Entries from a point annotation set:
** Begin **

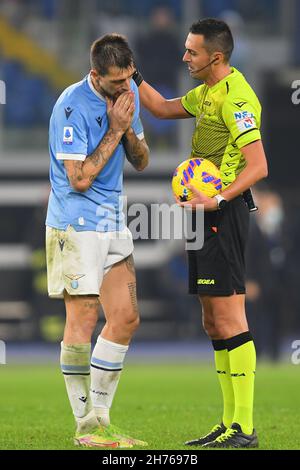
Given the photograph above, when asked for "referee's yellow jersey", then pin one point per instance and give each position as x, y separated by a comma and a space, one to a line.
228, 117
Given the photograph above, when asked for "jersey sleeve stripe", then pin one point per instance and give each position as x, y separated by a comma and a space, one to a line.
71, 156
246, 132
187, 110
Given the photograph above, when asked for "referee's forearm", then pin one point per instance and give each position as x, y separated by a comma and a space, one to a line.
247, 178
152, 99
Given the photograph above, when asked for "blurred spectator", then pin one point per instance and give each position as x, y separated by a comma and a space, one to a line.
241, 56
266, 273
159, 58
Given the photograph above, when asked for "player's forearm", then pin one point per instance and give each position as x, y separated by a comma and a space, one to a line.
137, 151
152, 100
85, 173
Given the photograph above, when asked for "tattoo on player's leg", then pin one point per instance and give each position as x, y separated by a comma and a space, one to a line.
133, 298
130, 264
92, 304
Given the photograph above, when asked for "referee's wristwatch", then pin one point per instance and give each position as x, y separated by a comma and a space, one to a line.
222, 203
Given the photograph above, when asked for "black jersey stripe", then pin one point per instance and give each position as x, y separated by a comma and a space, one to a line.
246, 132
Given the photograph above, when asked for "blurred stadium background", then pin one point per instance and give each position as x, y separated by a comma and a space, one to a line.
44, 47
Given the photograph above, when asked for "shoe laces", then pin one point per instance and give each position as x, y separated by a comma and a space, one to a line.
213, 430
226, 435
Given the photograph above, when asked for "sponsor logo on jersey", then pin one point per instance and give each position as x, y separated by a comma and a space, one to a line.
68, 112
205, 281
68, 135
244, 120
240, 104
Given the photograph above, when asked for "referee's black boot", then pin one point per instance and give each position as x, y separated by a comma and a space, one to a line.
211, 436
234, 438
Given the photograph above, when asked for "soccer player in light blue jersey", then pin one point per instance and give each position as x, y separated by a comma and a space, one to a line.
95, 124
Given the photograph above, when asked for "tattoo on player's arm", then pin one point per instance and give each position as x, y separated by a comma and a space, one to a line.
92, 304
104, 151
137, 151
133, 298
130, 264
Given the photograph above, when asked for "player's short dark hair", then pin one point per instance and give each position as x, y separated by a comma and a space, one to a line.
110, 50
217, 36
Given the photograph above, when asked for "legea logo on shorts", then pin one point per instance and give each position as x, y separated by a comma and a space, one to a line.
2, 92
206, 281
2, 352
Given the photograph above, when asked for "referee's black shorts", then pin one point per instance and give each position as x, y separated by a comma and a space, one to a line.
218, 268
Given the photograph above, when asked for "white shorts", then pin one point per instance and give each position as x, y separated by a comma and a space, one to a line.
78, 261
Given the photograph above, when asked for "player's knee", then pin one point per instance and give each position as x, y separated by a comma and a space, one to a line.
124, 321
82, 323
224, 327
209, 327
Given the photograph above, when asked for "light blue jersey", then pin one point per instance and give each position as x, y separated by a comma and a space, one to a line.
78, 124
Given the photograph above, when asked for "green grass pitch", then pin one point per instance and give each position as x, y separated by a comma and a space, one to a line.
162, 404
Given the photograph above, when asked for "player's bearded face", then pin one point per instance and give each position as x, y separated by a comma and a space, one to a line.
196, 56
114, 83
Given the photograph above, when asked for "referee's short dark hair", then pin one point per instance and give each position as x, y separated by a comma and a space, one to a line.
217, 36
110, 50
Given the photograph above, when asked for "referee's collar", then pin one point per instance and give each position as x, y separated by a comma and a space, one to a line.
93, 89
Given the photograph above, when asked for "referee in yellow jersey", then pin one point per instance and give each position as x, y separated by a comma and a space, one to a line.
227, 121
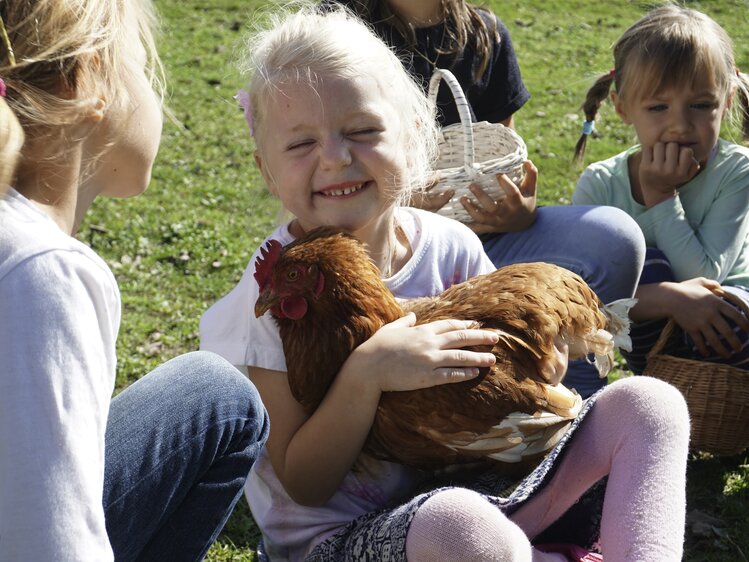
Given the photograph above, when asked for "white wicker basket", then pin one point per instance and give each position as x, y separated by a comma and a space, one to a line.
498, 149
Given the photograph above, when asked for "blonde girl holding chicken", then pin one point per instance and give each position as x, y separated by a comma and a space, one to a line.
601, 244
342, 135
154, 473
675, 80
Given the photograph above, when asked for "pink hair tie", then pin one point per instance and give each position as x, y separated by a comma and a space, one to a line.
243, 97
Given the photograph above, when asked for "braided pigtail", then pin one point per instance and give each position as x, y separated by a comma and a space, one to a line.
593, 100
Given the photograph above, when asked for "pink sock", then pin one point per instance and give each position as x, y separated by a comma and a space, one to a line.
638, 434
459, 524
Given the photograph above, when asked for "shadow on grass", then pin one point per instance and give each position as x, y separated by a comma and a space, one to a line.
717, 499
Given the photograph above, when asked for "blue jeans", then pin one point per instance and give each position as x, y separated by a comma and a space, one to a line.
179, 445
603, 245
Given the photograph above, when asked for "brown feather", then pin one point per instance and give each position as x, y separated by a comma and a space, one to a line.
528, 304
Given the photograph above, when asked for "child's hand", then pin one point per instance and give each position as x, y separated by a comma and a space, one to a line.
702, 315
664, 167
402, 356
517, 211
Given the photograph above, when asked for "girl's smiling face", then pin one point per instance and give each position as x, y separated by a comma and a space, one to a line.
333, 152
689, 115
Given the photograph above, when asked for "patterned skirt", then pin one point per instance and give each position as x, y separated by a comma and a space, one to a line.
381, 535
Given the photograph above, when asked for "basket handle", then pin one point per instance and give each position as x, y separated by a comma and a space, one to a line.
463, 110
670, 325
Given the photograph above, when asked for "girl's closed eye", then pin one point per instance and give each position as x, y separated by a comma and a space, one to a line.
705, 105
300, 144
657, 107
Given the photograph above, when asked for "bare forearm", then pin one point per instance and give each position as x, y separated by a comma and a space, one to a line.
654, 301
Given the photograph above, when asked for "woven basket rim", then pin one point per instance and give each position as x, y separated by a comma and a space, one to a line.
718, 401
475, 140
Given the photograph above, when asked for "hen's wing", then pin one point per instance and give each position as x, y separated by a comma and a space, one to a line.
511, 411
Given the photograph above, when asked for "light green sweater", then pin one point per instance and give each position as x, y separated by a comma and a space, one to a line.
703, 231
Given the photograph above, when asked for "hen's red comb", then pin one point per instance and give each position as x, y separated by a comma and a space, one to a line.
264, 264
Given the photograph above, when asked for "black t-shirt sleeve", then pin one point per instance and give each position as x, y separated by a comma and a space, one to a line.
501, 91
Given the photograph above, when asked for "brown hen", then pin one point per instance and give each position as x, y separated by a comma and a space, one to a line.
327, 298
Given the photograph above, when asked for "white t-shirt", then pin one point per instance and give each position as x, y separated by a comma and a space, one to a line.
59, 317
445, 252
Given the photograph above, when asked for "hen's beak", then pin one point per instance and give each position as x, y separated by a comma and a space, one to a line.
265, 301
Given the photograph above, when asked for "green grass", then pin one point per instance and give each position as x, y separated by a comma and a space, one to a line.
185, 243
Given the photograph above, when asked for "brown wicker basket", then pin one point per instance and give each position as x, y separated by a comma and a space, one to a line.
717, 395
473, 153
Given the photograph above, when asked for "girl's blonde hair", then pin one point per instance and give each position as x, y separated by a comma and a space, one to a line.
308, 45
69, 53
11, 140
464, 27
670, 46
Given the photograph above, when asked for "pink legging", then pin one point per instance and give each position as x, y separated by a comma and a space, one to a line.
637, 433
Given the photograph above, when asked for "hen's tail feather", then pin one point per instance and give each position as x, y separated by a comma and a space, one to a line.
519, 435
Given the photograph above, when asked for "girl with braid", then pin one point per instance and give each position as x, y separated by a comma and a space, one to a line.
675, 80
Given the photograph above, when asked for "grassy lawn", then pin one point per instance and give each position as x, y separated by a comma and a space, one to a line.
185, 243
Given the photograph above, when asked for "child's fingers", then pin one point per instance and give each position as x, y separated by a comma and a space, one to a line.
484, 200
699, 342
447, 375
530, 178
712, 338
733, 313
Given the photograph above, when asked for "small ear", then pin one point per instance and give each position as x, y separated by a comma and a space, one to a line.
96, 113
266, 176
619, 106
729, 100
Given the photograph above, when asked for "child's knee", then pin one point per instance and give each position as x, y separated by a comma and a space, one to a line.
459, 524
653, 406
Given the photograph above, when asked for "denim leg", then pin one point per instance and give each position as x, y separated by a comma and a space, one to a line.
603, 245
179, 445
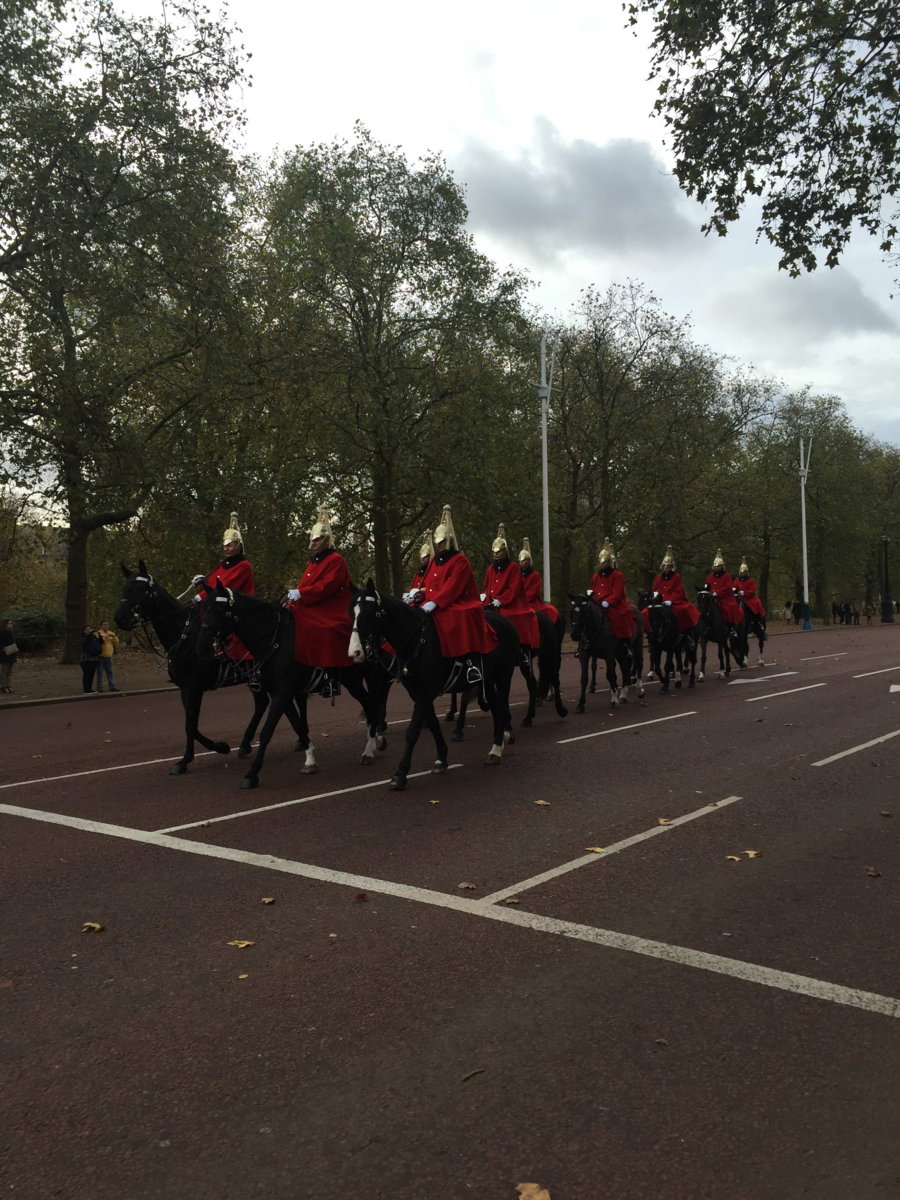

** End **

*GOAL*
Extract every line of the listing above that contains the string "logo", copying each one in full.

*THE REPLY*
Given the photograph above, when asked for "sponsor logo on jersey", then pin one point per instance and give each position as x, y separated by a comma and a space, one to a line.
Given the photograph above, when asked for "legea logo on shorts", then pin one point per instance and give each position as x, y separated by a comma and a space, one to a line.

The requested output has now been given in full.